[Selected text Boundary: Start]
C.2. The land area occupied by construction is determined by the total land area occupied by buildings and structures of all types, including lightweight roofs, outdoor technological equipment, sanitary and energy technical equipment such as: gas tanks, electrical substations, water spray tanks, etc., outdoor warehouses or finished product yards equipped with mechanized loading and unloading of goods, overpasses, conveyor corridors, underground structures (underground storage tanks, underground tunnels for placing technical pipelines that can be accessed but do not allow the arrangement of buildings or structures on top). Parking lots for cars, machinery and equipment, and other open-air warehouses are taken according to industrial design standards.
The construction area also includes the land area reserved for the arrangement of buildings and structures as stated in the construction investment report (within the limits of buildings and structures).
The area of sidewalks around buildings and structures, pavements, roads and railways, temporary buildings and structures, outdoor sports grounds, workers’ rest areas, green spaces, shade trees, outdoor parking areas for personal vehicles, drainage ditches, retaining walls, etc., are not considered as construction area.
C.3. The land area occupied by buildings and structures is calculated according to the outer edge of the enclosing walls at the leveled ground elevation.
The land area occupied by conveyor corridor structures and bridge buildings is calculated as follows:
- Taken as the projected area on the layout if it is not possible to construct other buildings and structures under these structures;
- For types of bridge buildings, conveyor corridors, and overpasses, if it is possible to construct buildings and structures underneath, the occupied land area is only calculated as the foundation area of the supporting pillars at the planned elevation of the layout.
[Selected text Boundary: End]
- [Activity list]
• 1. Answer these questions from the text on construction land area:
(a) By what line is the land area occupied by buildings and structures calculated?
(b) What reserved land area is also included in the construction area?
(c) If buildings and structures can be built under a bridge building, conveyor corridor, or overpass, what is counted as its occupied land area?
• 2. Write the next part of the text on construction land area, starting after its final sentence.
The collected data is separate from the text on construction land area.
[Recorded information Boundary: Start]
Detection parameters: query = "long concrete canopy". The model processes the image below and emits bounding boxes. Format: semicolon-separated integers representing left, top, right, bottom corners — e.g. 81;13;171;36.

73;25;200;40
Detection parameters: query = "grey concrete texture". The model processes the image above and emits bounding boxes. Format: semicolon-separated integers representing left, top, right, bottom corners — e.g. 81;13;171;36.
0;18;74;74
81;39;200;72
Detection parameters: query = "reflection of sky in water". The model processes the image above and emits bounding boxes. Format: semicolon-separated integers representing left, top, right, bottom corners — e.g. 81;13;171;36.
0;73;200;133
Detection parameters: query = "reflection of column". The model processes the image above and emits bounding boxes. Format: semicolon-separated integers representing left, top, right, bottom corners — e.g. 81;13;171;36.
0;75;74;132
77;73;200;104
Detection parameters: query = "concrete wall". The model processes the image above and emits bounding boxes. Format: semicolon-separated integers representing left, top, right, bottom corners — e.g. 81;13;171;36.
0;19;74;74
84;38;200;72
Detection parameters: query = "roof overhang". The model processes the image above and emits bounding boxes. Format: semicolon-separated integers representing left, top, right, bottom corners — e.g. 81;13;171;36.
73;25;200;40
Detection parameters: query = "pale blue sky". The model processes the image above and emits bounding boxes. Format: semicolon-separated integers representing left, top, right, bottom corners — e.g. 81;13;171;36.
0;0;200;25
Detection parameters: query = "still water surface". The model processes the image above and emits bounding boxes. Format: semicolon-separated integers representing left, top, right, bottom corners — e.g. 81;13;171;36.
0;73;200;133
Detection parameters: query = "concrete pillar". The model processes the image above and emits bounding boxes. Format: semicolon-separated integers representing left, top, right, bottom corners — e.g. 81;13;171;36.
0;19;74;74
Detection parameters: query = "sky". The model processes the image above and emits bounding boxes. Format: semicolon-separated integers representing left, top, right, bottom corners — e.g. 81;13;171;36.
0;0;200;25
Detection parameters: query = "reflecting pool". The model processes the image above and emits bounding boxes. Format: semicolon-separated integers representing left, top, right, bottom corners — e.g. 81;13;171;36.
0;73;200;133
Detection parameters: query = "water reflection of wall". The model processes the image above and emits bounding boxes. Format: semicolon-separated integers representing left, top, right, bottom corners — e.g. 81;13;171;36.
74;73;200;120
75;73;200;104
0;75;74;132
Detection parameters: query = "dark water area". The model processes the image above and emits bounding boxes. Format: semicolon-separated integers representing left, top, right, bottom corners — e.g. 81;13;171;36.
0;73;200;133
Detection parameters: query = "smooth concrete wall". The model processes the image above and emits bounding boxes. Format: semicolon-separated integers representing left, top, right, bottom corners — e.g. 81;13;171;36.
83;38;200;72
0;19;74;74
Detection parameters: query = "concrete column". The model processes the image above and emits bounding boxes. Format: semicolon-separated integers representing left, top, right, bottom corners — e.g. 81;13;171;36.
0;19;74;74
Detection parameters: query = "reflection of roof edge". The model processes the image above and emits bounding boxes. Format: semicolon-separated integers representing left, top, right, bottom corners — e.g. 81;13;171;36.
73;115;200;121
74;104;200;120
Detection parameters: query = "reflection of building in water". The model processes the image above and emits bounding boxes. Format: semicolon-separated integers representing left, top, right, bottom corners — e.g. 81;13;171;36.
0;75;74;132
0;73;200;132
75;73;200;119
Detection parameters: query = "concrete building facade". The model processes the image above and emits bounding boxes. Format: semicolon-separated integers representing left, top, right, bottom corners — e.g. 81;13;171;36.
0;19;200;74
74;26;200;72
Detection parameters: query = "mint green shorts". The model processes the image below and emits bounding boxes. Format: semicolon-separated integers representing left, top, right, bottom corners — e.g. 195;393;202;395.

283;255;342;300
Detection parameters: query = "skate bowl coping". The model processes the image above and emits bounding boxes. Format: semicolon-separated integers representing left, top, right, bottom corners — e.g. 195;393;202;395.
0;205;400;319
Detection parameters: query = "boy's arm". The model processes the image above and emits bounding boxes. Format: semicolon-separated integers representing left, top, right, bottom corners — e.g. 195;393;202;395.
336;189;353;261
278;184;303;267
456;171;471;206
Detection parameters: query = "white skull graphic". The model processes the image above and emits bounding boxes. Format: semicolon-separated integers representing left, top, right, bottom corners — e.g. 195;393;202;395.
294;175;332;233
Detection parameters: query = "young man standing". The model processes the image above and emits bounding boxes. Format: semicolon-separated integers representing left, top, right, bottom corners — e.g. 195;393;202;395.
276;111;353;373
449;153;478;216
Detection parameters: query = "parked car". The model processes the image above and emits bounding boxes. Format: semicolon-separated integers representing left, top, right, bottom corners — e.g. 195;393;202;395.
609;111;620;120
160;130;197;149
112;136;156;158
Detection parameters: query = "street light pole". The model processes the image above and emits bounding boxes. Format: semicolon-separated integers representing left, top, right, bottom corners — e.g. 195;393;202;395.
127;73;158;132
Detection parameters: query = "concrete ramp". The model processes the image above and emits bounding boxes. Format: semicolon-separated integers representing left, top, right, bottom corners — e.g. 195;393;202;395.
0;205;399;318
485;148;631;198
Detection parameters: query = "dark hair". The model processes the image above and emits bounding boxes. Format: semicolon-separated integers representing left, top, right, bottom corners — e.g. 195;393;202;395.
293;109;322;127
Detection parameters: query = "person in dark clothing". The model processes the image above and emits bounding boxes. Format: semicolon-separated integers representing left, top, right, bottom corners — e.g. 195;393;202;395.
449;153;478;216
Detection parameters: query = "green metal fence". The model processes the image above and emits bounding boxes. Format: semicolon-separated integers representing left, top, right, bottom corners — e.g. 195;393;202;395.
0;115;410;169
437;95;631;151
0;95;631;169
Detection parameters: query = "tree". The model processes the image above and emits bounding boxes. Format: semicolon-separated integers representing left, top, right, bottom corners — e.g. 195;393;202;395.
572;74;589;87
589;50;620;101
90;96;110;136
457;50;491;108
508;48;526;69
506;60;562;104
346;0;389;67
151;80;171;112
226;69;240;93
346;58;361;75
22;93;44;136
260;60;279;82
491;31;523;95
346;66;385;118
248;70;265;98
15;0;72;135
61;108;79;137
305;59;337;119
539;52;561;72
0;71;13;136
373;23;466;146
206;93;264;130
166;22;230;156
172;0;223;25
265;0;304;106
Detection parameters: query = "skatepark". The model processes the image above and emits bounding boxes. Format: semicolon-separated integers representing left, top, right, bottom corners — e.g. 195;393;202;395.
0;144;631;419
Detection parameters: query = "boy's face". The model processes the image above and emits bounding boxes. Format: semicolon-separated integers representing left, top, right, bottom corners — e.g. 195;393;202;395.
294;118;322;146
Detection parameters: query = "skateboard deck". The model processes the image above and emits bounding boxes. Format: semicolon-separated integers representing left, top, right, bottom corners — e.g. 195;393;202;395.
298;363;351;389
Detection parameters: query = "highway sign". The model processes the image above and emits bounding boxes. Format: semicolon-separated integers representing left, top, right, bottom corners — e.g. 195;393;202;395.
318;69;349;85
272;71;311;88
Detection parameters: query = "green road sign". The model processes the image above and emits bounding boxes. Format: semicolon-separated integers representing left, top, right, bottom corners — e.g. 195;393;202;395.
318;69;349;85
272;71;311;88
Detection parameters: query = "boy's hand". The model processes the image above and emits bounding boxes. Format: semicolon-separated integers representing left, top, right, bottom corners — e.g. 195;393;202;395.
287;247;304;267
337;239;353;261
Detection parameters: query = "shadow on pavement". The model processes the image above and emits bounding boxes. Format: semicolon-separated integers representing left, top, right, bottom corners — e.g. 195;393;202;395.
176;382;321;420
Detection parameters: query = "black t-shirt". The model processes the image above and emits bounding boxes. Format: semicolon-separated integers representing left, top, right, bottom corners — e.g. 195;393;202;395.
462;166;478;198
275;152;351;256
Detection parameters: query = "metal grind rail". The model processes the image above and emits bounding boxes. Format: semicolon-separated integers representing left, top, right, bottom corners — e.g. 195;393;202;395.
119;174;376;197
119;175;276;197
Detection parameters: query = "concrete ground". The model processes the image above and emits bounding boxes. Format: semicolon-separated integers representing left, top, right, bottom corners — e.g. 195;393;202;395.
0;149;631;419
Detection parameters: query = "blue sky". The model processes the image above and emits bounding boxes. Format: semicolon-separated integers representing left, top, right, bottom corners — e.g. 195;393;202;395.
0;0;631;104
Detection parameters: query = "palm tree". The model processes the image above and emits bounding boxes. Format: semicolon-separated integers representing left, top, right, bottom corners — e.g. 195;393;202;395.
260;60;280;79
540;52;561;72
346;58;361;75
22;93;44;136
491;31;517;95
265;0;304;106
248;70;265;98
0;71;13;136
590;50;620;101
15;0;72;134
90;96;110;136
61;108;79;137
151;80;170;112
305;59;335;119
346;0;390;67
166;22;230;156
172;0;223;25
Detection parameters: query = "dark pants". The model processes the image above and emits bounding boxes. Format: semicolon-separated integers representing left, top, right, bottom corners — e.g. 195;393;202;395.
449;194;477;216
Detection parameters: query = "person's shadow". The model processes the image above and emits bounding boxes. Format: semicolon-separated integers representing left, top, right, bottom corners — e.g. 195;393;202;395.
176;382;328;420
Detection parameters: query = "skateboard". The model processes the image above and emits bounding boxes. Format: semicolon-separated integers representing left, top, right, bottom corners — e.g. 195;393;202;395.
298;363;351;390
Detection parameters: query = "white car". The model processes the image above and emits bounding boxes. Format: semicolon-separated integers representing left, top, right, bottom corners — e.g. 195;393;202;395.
[Recorded information Boundary: End]
- [Answers per task]
• 1.
(a) By the outer edge of the enclosing walls at the leveled ground elevation.
(b) The land area reserved for the arrangement of buildings and structures as stated in the construction investment report, within the limits of those buildings and structures.
(c) Only the foundation area of the supporting pillars at the planned elevation of the layout.

• 2.
C.4. The minimum allowable construction density can be increased or decreased when there is a reasonable technical justification based on the reference values mentioned in Table B.1 of Appendix B of this standard and the following conditions:
a) For mechanical engineering enterprises with foundry and forging workshops.
b) When constructing enterprises on land with unfavorable natural conditions or complex engineering geological conditions.
c) For ship repair enterprises on rivers.
d) For mechanical engineering enterprises in the transportation and large energy sectors, when it is necessary to arrange the transportation of objects longer than 6 m inside the factory on trailers, on tractor trucks (large cranes, train carriages, etc.) or by internal railway between workshops, objects with large dimensions and weight greater than 10 tons (boilers, nuclear reactors, etc.)
e) For electronic industry, gas, food processing (cheese, milk) enterprises, when it is necessary to construct energy facilities and drinking water facilities on the enterprise’s land area.
REFERENCE DOCUMENT DIRECTORY
[1]- QCXDVN 01: 2008/BXD- Vietnam Building Code – Construction Planning.